### Document passage:

+ + + + +

As this week rolled out, I was expecting to be kept busy enough, including a medical issue for Friday, that I wanted to get Friday's piece together ahead of time.
I'll note that the second season of Sweet Tooth (Netflix) not only ended on interesting notes, but let us know that a final, third season is already in the works.
Also, the sci-fi, female empowerment series The Power wrapped its first season on Amazon Prime this past Friday, and I'm hoping in the near future we'll receive word that a second season has been approved. I'm unsure how much the writers' strike may slow down even this process. I'm well enough invested in several of the characters, and in the overall narrative arc, to want that second season to happen.
Adding something, in large part because of it being time-sensitive:
From is a science fiction horror series created for the former EPIX channel (since re-branded as MGM+), now halfway through its second season, has briefly been mentioned a few times by friend Pat, usually as part of the lunch conversation mix. I don't have the channel in my cable package, so each time we moved along from it fairly quickly. Also, Sunday C7 contributor D recently asked if I'd written anything about the series. This reminded me that I'd casually noticed that the first season had appeared on Amazon Prime as part of a come-on, in their endless quest to get users to add more and more sub-subscriptions to their Prime account. Give the people a "free" taste of a show via access to the first season, while the second season is currently rolling out. As with so many things one sees on Prime, unless it's been made specifically for them, one is best to move on it quickly because it'll shift back behind a paywall soon enough. So it is with this show's first season, which will only continue to be available to Prime members through the end of the month. Come June 1st, it'll be back behind the paywall with season two and whatever else MGM+ has.
The show has extremely intentional theme echoes of LOST - even their promotions point out that it's from some of the executive producers of that series - as people from very different backgrounds find themselves trapped in an unknown locale, menaced by things beyond their immediate understanding. Here the threats come each night, tapping at windows and trying to talk to the tasty treats trapped indoors. Here's a season one trailer.
As of this writing I'm halfway through the first season -- I'm susceptible to binges, especially if I have a great deal of things I'm avoiding doing.
I've been enjoying it on the balance, but as with LOST there's definitely the sense that they're piling on and piling on with the twists and mysteries, and very well may not have (satisfying) answers to questions they're raising. The questions have been piling up, and I'm watching to see which of them receive answers by the end of season one. I know in general that as of the early roll-out of season two, there will still be questions raised early in the first season awaiting answers, based on what Pat's told me.

+ + + + +

### Stored data:
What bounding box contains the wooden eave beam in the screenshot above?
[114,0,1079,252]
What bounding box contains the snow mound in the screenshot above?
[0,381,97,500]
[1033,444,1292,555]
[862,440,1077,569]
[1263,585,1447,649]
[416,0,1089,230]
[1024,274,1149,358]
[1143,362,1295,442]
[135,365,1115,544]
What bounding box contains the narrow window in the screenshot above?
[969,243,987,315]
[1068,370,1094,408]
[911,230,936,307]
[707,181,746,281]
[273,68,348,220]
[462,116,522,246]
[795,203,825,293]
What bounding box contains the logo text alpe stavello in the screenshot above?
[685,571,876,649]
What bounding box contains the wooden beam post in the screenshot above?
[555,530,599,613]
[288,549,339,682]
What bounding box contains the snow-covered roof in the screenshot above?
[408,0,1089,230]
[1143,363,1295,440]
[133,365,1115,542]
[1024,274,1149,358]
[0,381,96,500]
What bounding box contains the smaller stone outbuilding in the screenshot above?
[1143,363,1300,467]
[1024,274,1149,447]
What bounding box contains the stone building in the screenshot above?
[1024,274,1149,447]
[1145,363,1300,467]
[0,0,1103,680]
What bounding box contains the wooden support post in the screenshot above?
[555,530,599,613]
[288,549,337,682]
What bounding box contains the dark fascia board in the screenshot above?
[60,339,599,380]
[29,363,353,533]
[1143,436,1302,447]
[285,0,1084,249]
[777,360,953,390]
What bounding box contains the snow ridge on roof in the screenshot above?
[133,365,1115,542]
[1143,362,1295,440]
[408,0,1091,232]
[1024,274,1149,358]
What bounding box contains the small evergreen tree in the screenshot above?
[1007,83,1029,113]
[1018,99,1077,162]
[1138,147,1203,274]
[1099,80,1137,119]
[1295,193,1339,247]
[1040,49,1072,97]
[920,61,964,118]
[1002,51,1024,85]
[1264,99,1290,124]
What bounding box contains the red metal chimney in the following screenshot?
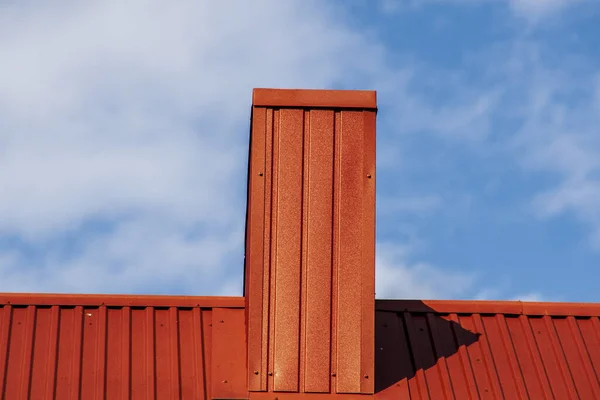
[245,89,377,398]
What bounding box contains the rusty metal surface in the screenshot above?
[252,89,377,110]
[245,89,376,393]
[375,300,600,400]
[0,295,247,400]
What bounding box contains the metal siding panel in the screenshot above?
[375,311,415,399]
[153,308,175,400]
[245,107,271,391]
[131,307,154,400]
[486,314,529,400]
[472,314,510,399]
[576,317,600,382]
[552,318,598,399]
[360,111,376,393]
[404,313,429,400]
[529,318,571,399]
[177,308,206,399]
[0,298,247,399]
[0,293,245,309]
[336,111,364,393]
[55,307,83,399]
[330,111,342,392]
[303,110,334,393]
[4,307,35,399]
[252,88,377,109]
[202,309,213,399]
[449,314,479,399]
[106,308,129,399]
[81,308,106,399]
[567,317,600,399]
[211,308,248,399]
[427,313,466,399]
[28,307,56,399]
[459,315,494,399]
[273,109,304,392]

+ + + + +

### Work item A:
Answer these from the TV blog post:
(i) On which service did The Power wrap its first season?
(ii) What was the former EPIX channel re-branded as?
(iii) Until when will the first season of From stay available to Prime members?
### Work item B:
Please quote the TV blog post between "The show has" and "I'm avoiding doing.", inclusive.
The rows were taken from a different source than the TV blog post.

### Response A:
(i) Amazon Prime
(ii) MGM+
(iii) Through the end of the month

### Response B:
The show has extremely intentional theme echoes of LOST - even their promotions point out that it's from some of the executive producers of that series - as people from very different backgrounds find themselves trapped in an unknown locale, menaced by things beyond their immediate understanding. Here the threats come each night, tapping at windows and trying to talk to the tasty treats trapped indoors. Here's a season one trailer.
As of this writing I'm halfway through the first season -- I'm susceptible to binges, especially if I have a great deal of things I'm avoiding doing.